> **Exercise**
Your response should contain every line from the data below that holds the string "water".

Dataset section start

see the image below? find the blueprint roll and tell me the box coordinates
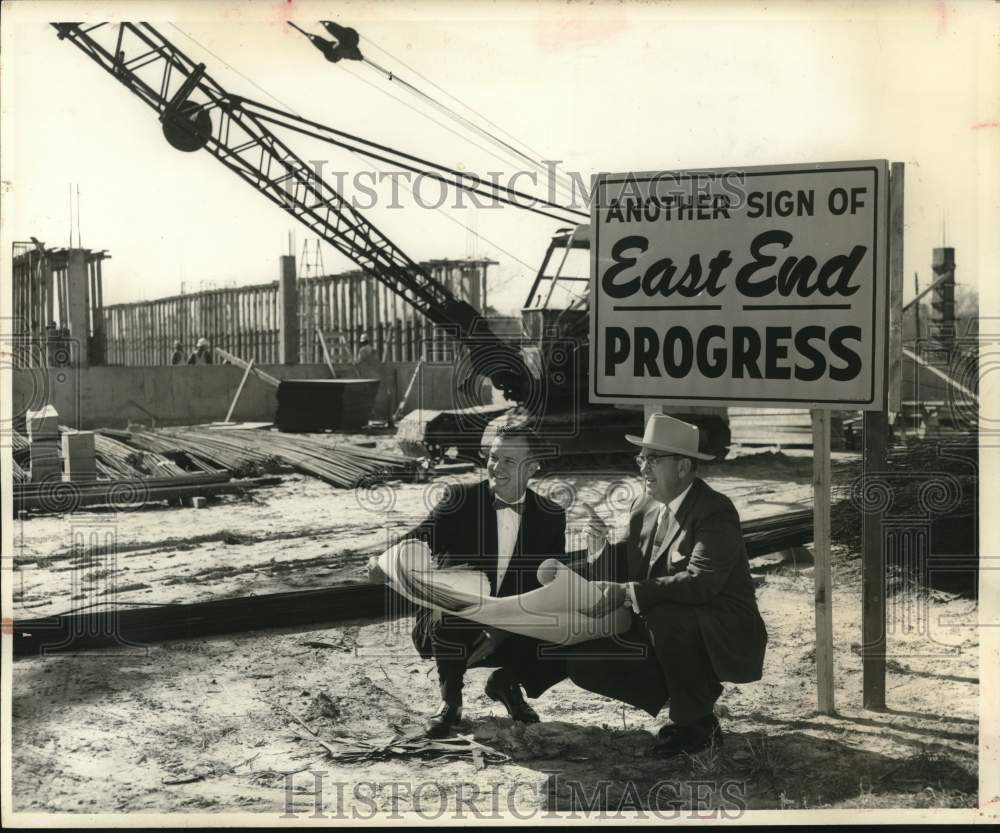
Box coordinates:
[375,543,631,645]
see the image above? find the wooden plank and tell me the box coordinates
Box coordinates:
[316,326,337,378]
[254,289,262,362]
[214,347,281,388]
[225,358,255,423]
[270,286,278,364]
[862,409,888,710]
[12,581,389,656]
[349,275,357,352]
[237,291,244,359]
[811,408,835,715]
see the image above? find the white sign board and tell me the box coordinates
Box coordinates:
[590,161,890,409]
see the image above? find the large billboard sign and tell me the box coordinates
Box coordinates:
[590,161,890,409]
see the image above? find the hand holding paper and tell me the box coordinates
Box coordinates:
[376,541,631,646]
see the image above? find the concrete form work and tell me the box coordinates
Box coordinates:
[11,242,110,367]
[100,257,497,367]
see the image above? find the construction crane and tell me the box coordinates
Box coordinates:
[51,22,729,462]
[51,21,536,404]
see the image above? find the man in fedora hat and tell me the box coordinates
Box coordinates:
[566,413,767,757]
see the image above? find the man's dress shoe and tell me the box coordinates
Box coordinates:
[650,714,722,758]
[484,676,540,723]
[425,702,463,738]
[656,719,680,739]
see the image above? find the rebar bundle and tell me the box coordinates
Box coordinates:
[122,426,416,488]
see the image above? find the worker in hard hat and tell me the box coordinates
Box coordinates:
[187,337,213,365]
[354,332,378,366]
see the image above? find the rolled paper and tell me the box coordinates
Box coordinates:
[375,542,631,645]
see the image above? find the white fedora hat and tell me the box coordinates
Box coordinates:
[625,413,715,461]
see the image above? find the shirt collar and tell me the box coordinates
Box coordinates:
[493,491,527,508]
[661,482,693,518]
[493,495,524,509]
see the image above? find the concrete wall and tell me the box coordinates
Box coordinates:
[11,360,491,431]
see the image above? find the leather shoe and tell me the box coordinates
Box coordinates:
[485,674,540,724]
[425,702,463,738]
[656,719,680,739]
[649,714,722,758]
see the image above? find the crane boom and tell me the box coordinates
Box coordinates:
[51,22,533,401]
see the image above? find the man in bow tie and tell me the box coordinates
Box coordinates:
[391,424,568,737]
[567,414,767,757]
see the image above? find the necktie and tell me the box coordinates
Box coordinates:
[642,507,671,578]
[653,507,672,548]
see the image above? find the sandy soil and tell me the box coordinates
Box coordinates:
[10,450,980,815]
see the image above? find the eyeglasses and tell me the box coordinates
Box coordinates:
[634,453,678,469]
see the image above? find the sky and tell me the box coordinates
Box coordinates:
[2,0,998,315]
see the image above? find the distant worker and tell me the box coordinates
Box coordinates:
[187,337,213,365]
[170,341,185,365]
[354,332,378,365]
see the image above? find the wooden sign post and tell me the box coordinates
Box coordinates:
[859,161,905,710]
[812,408,835,713]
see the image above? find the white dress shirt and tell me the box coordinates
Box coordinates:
[494,495,525,593]
[624,483,693,614]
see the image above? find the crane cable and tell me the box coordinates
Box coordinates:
[288,21,583,205]
[164,23,560,276]
[358,54,582,205]
[242,98,587,223]
[359,32,580,198]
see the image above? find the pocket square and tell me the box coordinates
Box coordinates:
[670,550,686,563]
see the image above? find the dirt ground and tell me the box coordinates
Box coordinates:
[10,447,980,815]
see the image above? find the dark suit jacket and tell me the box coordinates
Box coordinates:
[406,479,567,656]
[588,477,767,683]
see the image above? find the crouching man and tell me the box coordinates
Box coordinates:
[370,425,568,737]
[568,414,767,757]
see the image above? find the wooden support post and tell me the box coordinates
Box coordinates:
[225,358,255,423]
[811,408,835,714]
[862,409,888,710]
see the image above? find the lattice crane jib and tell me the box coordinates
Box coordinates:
[52,22,532,401]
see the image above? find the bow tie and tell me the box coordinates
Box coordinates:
[494,498,525,514]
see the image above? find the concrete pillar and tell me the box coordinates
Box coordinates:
[66,249,89,367]
[279,254,298,364]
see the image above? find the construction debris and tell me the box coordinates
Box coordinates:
[831,438,977,552]
[303,733,510,766]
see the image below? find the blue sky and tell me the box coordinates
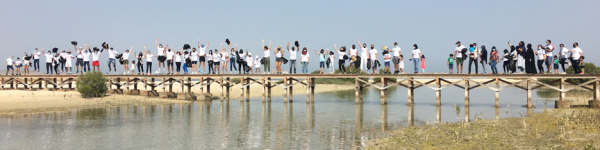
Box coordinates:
[2,0,599,73]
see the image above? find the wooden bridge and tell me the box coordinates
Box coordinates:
[1,74,599,108]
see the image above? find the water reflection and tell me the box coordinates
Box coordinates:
[1,86,551,149]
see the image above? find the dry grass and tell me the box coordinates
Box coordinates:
[366,109,600,150]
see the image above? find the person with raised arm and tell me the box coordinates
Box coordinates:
[165,46,175,75]
[5,55,14,75]
[357,38,369,72]
[300,48,309,74]
[122,47,133,75]
[64,49,74,75]
[155,39,168,74]
[143,46,158,75]
[262,39,272,74]
[287,42,298,74]
[74,45,83,73]
[174,48,183,75]
[348,44,357,74]
[220,43,231,74]
[33,48,41,72]
[274,45,284,74]
[334,43,347,74]
[90,47,102,72]
[41,49,53,74]
[82,45,91,73]
[105,45,118,74]
[314,49,326,74]
[197,40,209,73]
[246,53,253,74]
[229,45,237,73]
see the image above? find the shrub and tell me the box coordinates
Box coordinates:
[76,71,108,98]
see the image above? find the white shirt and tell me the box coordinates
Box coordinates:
[546,44,554,56]
[276,51,282,58]
[350,48,357,56]
[183,54,189,61]
[146,54,154,62]
[536,48,545,60]
[34,51,41,59]
[455,45,465,58]
[338,51,345,60]
[361,47,368,57]
[221,51,227,60]
[370,48,377,59]
[384,54,391,62]
[122,52,130,60]
[76,52,83,59]
[289,49,297,60]
[301,53,309,62]
[412,49,421,59]
[191,51,198,61]
[175,54,182,62]
[206,53,213,61]
[65,54,73,63]
[392,46,401,57]
[246,56,253,65]
[44,54,53,63]
[264,49,270,57]
[108,50,116,59]
[198,47,206,56]
[255,57,261,67]
[14,60,21,66]
[213,53,220,62]
[571,47,583,60]
[83,53,90,61]
[329,55,335,62]
[6,58,13,66]
[92,52,100,61]
[166,51,174,60]
[157,47,165,56]
[559,47,568,58]
[60,53,67,60]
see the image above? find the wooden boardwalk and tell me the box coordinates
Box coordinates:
[1,74,599,108]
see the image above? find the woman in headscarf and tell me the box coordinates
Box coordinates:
[525,43,537,74]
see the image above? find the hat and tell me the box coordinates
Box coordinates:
[183,44,191,50]
[225,39,230,45]
[456,41,461,44]
[71,41,77,46]
[382,46,388,50]
[294,41,299,47]
[248,53,252,56]
[52,47,59,53]
[102,42,109,49]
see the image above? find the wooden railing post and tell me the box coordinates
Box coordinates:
[464,79,470,107]
[380,77,387,105]
[527,78,532,108]
[435,77,441,106]
[407,77,414,105]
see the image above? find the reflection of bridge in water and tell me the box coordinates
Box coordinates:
[1,74,599,108]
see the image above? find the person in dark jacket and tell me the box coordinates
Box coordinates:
[525,43,537,74]
[479,45,488,74]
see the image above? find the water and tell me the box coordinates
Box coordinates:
[0,86,561,149]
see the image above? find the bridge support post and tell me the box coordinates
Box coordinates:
[495,78,500,108]
[527,78,532,108]
[262,77,266,102]
[206,78,211,94]
[59,78,63,91]
[306,77,310,103]
[355,77,363,104]
[283,77,288,103]
[267,77,272,101]
[168,78,173,93]
[556,78,570,108]
[380,77,387,105]
[161,78,165,92]
[288,78,293,102]
[245,78,250,101]
[225,77,230,99]
[199,77,203,95]
[464,79,470,107]
[53,78,57,89]
[310,77,315,103]
[187,77,192,93]
[435,77,441,106]
[220,77,224,98]
[38,78,42,89]
[240,77,244,101]
[126,78,130,91]
[589,79,600,108]
[407,77,414,105]
[24,78,28,89]
[151,78,155,91]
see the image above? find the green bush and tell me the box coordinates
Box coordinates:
[76,71,108,98]
[540,62,599,85]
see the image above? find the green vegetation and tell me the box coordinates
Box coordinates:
[366,109,600,149]
[540,62,599,85]
[310,69,367,84]
[76,71,108,98]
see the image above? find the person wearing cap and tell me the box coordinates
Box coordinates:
[122,47,133,75]
[287,42,298,74]
[197,40,209,73]
[5,55,14,75]
[155,38,168,74]
[454,41,465,74]
[41,49,54,74]
[92,46,103,72]
[391,42,401,74]
[357,38,369,72]
[166,47,175,75]
[544,40,554,73]
[254,55,261,74]
[64,50,74,75]
[334,44,346,74]
[33,48,41,72]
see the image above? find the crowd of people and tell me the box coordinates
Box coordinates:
[4,38,585,76]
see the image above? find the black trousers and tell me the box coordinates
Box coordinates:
[559,58,567,72]
[338,60,346,73]
[468,57,478,74]
[509,60,517,73]
[46,62,53,74]
[176,62,181,72]
[146,62,152,73]
[571,59,581,74]
[537,60,545,73]
[237,60,244,74]
[208,61,213,74]
[503,61,509,73]
[137,62,144,73]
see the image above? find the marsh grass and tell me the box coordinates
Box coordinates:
[366,109,600,149]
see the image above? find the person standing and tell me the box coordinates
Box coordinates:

Dataset section end

> **Exercise result**
see the image above? find the water reflection and tell me the box coordinates
see the image above? find the reflection of bridge in water and tell me the box coordinates
see the image above? find the water and tell me the box coordinates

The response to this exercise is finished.